Data mining tasks are generally divided into
Predictive tasks
to predict the value of a particular attribute based on the values of other attributes.
Attribute to be predicted - target or dependent variables.
Attributes used for making the prediction - explanatory or independent variables
Descriptive tasks
to derive patterns (correlations, trends, clusters, trajectories, and anomalies) that summarize the underlying relationships in data.
It is exploratory in nature
It requires postprocessing techniques to validate and explain the results
Core data mining tasks
Predictive Modeling
Association Analysis
Cluster Analysis
Anomaly Detection
Predictive Modeling
task of building a model for the target variable as a function of the explanatory variables.
Two types of predictive tasks
Regression
used for continuous target variables
Classification
used for discrete/categorical target variables
Example:
Predicting disease of a patient
Association Analysis
used to discover patterns that describe strongly associated features in the data.
Example
Identifying products bought together
Cluster Analysis
used to identify groups of closely related observations
Example
Grouping articles to the related topics
Anomaly Detection
task of identifying observations whose characteristics are significantly different from the rest of the data.
A good anomaly detector must have a high detection rate and a low false alarm rate.
Example
Detecting credit card fraud

Stored data

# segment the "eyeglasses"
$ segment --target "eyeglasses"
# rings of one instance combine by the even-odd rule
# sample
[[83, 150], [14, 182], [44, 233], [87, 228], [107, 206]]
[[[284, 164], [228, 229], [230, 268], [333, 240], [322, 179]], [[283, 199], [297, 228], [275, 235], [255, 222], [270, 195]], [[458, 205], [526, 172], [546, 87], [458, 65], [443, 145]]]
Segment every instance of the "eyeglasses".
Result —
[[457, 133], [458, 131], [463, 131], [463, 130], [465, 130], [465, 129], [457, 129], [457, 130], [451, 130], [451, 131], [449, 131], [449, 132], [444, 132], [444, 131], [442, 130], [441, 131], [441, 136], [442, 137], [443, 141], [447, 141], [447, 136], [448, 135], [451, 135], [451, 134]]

● Task set
1 > From the data mining notes, reproduce word for word the part that opens with the words containing "It is exploratory" and closes with "the explanatory variables.".
2 > In the data mining notes, what two properties must a good anomaly detector have?
3 > List the core data mining tasks named in the data mining notes.

● Answers for the exercise
1 >
It is exploratory in nature
It requires postprocessing techniques to validate and explain the results
Core data mining tasks
Predictive Modeling
Association Analysis
Cluster Analysis
Anomaly Detection
Predictive Modeling
task of building a model for the target variable as a function of the explanatory variables.

2 > A high detection rate and a low false alarm rate.

3 >
Predictive Modeling
Association Analysis
Cluster Analysis
Anomaly Detection